> [EXCERPT TO READ]
DISCLOSURE OF THE INVENTION
[0021] The present invention relates to a method of manufacturing a photovoltaic cell comprising the steps of providing a metallic substrate, depositing a photovoltaic material on a central exposed surface of said metallic substrate, depositing a conductive material on at least one edge of the photovoltaic material, and depositing a clear material on the photovoltaic material.
[0022] The present inventive method may further comprise the steps of cutting the metallic substrate into strips, bending the metallic substrate strips into a parabolic trough configuration, and disposing a lens between the ends of each of the metallic substrate strips bent into the parabolic trough configuration. BRIEF DESCRIPTION OF THE DRAWINGS
[0023] Fig. IA depicts a side view of an embodiment of the present invention comprising a metal substrate configured in a roll to roll process.
[0024] Fig. IB depicts a side view of another embodiment of the present invention comprising a metal substrate configured in a roll to roll process.
[0025] Fig. 2 depicts a top view of an embodiment of the present invention comprising photovoltaic materials deposited on a metal substrate configured in a sheet process.

> [BRIEF] Write out the photovoltaic cell excerpt again, covering the stretch from "[0024] Fig. IB" through "a sheet process.", and swap "top view" for "bottom view". The records are taken from a separate source.

(Object position labeling entries)
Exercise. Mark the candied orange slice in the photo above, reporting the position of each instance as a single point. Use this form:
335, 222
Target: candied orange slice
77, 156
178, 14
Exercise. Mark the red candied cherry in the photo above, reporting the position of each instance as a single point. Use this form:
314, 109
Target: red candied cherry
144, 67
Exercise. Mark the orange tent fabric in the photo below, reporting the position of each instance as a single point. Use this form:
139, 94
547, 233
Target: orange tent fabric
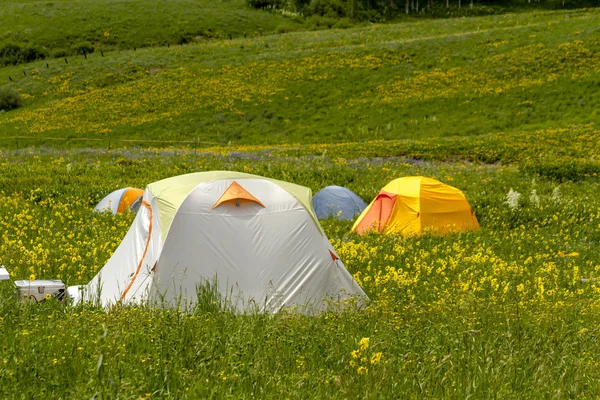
234, 193
128, 198
413, 205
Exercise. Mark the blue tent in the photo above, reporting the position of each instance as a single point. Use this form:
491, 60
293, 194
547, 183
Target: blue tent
337, 201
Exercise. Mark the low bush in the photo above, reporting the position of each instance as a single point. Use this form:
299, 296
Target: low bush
82, 48
9, 99
12, 53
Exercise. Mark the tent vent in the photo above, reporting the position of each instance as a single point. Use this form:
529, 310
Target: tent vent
236, 194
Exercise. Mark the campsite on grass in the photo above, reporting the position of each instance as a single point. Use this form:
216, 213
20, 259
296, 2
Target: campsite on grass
297, 199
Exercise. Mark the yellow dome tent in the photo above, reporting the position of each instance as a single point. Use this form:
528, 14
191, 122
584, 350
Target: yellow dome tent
413, 204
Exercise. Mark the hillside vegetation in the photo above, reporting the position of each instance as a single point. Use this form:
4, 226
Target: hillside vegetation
502, 107
507, 310
461, 77
41, 29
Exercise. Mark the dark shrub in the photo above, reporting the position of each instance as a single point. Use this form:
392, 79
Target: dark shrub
265, 3
82, 48
31, 53
12, 53
9, 99
59, 53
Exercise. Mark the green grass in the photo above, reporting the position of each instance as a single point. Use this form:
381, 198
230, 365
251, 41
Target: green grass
485, 104
58, 25
495, 313
469, 77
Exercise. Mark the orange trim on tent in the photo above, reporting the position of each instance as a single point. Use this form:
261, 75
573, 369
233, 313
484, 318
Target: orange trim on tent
137, 271
129, 197
235, 192
378, 214
333, 256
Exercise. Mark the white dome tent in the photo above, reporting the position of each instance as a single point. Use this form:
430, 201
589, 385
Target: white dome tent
257, 237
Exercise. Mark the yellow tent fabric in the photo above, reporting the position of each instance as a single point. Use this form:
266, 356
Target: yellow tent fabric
415, 204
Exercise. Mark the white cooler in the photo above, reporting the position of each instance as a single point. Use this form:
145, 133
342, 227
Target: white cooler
38, 289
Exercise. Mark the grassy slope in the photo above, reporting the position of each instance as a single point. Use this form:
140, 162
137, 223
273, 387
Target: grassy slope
499, 312
59, 24
426, 79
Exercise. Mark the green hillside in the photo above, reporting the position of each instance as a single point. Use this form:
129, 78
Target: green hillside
61, 27
464, 77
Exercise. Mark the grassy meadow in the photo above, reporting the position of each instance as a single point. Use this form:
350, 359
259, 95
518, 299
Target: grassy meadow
61, 27
462, 77
490, 105
508, 310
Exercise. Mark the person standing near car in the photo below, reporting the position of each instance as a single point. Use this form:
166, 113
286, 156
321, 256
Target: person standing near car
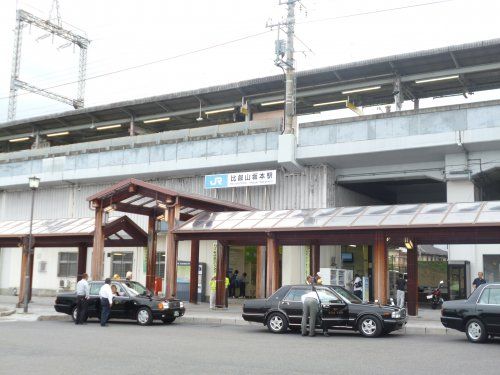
82, 298
479, 280
310, 308
400, 291
106, 296
242, 282
358, 286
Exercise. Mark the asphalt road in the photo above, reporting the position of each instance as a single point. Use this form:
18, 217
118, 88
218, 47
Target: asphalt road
124, 348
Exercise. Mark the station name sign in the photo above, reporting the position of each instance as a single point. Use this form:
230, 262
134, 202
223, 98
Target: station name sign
240, 179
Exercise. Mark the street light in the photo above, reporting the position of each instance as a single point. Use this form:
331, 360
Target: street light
34, 182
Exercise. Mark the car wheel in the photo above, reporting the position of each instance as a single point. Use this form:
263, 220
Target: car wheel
144, 316
74, 313
475, 331
276, 323
370, 326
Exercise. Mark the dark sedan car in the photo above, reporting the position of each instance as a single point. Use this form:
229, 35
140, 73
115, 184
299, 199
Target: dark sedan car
340, 310
478, 316
134, 301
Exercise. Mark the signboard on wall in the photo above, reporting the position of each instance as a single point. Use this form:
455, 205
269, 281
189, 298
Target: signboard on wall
240, 179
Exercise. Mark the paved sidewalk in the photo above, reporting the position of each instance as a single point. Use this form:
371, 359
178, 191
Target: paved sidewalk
41, 308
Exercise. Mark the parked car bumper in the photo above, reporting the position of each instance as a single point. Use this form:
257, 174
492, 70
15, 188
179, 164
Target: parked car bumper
394, 324
454, 323
169, 313
63, 309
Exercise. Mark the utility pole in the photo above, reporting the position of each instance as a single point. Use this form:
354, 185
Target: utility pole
288, 65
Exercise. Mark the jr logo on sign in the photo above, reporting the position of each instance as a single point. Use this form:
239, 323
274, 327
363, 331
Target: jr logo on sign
216, 181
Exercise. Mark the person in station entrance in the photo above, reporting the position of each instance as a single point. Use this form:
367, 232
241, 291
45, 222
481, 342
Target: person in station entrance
242, 283
358, 286
213, 288
400, 291
233, 284
479, 280
310, 302
106, 296
82, 299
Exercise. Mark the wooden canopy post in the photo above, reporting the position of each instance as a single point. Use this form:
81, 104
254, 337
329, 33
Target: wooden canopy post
98, 243
380, 270
260, 273
314, 261
220, 291
82, 261
151, 260
272, 267
173, 213
193, 271
412, 282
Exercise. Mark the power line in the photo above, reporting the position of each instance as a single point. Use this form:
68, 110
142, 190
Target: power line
184, 54
374, 12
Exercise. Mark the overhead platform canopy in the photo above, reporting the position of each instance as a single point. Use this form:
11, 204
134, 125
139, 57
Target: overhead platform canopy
452, 70
476, 222
119, 232
143, 198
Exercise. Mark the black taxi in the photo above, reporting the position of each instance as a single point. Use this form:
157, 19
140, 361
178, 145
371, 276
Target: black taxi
340, 309
133, 301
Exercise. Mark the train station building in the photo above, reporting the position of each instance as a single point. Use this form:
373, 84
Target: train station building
409, 191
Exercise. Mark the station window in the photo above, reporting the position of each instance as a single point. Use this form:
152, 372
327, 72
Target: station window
67, 265
160, 264
121, 263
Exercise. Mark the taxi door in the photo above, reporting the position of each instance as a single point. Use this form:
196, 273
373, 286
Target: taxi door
335, 312
292, 304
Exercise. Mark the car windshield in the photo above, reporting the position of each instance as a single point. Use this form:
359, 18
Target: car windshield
135, 289
347, 295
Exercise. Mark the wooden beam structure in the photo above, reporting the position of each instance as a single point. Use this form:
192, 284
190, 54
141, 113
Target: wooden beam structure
222, 260
260, 274
82, 260
97, 272
380, 268
193, 271
151, 259
272, 265
171, 277
412, 282
314, 260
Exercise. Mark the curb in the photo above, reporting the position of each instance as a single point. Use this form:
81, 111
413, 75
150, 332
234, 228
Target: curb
410, 330
7, 312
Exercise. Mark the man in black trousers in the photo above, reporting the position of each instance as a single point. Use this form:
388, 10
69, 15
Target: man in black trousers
82, 298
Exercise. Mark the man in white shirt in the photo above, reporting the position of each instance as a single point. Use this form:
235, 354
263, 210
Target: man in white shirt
82, 298
310, 308
106, 296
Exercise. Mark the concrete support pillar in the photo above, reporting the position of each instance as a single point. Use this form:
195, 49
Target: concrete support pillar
152, 247
222, 260
412, 283
82, 261
260, 274
171, 277
380, 269
98, 246
193, 276
24, 270
314, 262
272, 265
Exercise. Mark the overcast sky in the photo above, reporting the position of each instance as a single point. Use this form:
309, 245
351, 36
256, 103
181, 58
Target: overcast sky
125, 33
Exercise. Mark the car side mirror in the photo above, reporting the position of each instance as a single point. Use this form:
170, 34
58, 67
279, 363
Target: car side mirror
336, 302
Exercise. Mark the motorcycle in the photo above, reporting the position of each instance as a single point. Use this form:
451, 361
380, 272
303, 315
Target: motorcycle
435, 297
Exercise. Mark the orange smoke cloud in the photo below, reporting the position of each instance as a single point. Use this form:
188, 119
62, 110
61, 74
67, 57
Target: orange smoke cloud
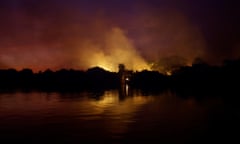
115, 49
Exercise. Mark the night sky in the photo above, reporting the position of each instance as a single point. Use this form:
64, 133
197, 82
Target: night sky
79, 34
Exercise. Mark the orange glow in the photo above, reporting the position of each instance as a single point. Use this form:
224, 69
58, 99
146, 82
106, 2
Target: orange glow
117, 49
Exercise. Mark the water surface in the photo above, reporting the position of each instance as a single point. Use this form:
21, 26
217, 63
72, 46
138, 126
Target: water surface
111, 116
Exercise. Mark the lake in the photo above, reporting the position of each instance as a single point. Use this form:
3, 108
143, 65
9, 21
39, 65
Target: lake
115, 116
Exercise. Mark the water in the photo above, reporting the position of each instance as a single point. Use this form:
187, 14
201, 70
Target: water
114, 117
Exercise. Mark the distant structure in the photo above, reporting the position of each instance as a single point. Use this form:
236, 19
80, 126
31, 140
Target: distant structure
125, 75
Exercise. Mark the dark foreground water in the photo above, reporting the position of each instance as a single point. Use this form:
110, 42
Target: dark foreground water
113, 117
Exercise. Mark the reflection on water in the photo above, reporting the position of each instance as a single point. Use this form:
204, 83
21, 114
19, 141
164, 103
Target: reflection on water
110, 115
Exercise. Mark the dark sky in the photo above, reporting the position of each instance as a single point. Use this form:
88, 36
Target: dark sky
41, 34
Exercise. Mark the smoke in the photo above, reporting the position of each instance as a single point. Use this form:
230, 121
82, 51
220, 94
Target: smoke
115, 49
80, 35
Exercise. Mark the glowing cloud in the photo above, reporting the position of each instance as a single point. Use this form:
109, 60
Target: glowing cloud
115, 49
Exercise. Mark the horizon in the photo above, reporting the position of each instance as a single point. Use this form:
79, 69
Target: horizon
74, 34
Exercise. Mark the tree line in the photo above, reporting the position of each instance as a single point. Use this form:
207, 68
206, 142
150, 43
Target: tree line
198, 77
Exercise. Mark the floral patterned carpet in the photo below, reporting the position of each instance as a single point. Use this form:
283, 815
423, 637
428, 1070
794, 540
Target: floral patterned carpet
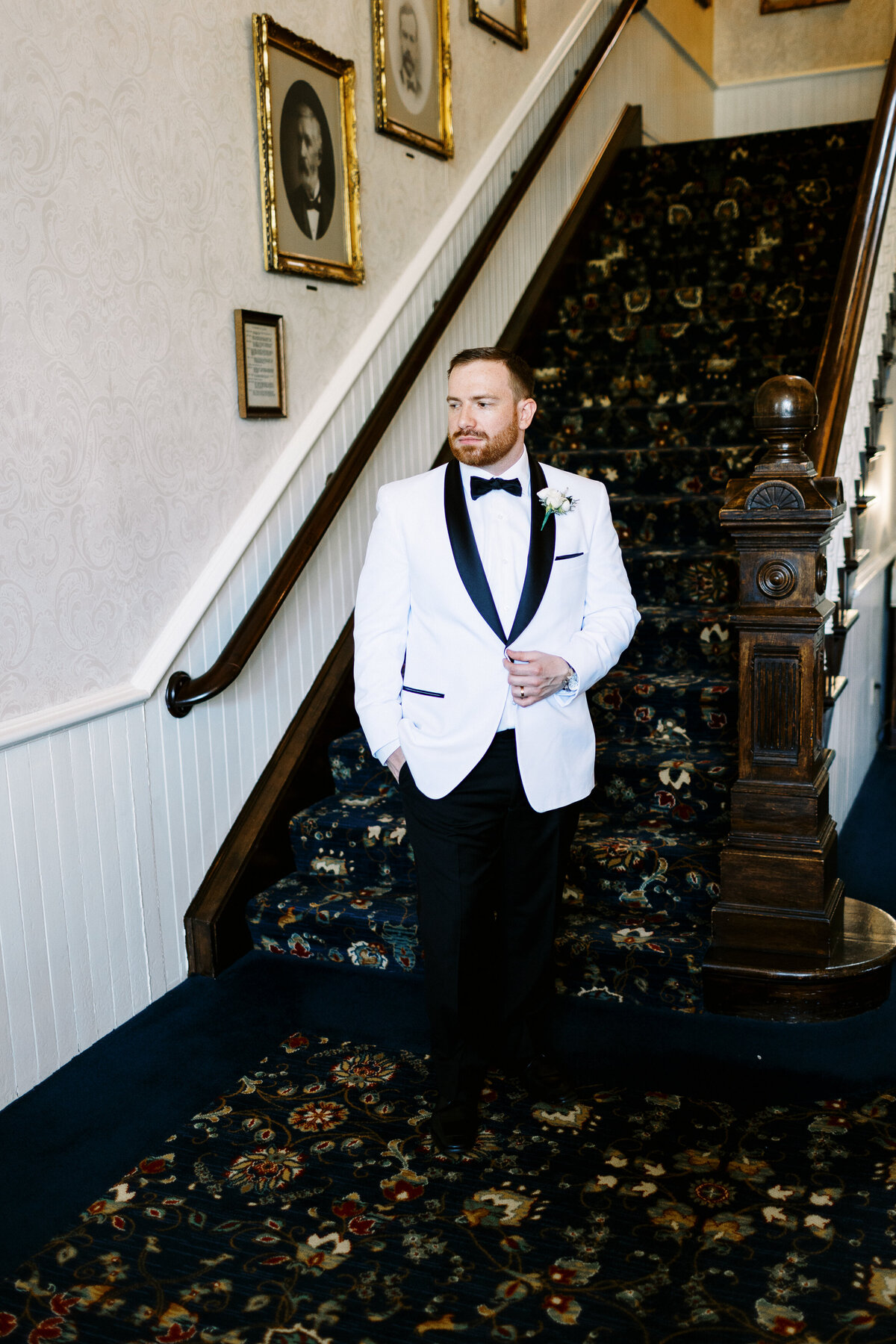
703, 270
308, 1206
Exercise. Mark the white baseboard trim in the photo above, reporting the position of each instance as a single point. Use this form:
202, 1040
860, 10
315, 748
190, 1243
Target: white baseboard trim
167, 647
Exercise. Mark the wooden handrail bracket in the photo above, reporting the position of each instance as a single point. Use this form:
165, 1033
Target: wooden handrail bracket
183, 690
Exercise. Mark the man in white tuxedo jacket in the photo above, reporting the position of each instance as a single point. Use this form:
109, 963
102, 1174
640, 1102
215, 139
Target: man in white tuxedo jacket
485, 609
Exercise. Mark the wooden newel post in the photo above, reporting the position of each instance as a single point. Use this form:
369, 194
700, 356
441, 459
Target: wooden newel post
785, 941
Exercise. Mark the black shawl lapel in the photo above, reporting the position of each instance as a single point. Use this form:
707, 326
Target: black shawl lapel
467, 557
538, 570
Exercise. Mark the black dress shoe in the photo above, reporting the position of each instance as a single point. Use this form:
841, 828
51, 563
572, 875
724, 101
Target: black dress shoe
544, 1080
454, 1127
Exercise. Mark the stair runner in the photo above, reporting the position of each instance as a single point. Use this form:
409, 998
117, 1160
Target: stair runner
704, 269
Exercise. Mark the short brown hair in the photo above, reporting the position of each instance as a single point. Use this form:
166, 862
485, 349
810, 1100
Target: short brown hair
519, 373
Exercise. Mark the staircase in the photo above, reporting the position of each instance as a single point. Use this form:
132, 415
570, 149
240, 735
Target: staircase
703, 270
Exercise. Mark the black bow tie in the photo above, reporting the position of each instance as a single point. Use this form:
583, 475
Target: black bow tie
482, 484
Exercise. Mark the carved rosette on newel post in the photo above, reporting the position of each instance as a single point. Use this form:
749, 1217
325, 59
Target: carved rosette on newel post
786, 941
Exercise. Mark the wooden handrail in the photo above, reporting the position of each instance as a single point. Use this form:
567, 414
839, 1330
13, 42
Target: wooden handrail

> [EXPECTED OUTPUT]
[0024] Fig. IB depicts a side view of another embodiment of the present invention comprising a metal substrate configured in a roll to roll process.
[0025] Fig. 2 depicts a bottom view of an embodiment of the present invention comprising photovoltaic materials deposited on a metal substrate configured in a sheet process.